┌──

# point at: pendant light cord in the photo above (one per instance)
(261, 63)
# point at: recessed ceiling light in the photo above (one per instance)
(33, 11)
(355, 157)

└──

# Work instructions
Write these records out as a JSON list of strings, one string per line, leaving out any blank lines.

# Expected answer
[
  "# point at: pendant light cord in the photo above (one per instance)",
  "(261, 63)",
  "# point at: recessed ceiling light in the photo above (one per instance)",
  "(33, 11)",
  "(355, 157)"
]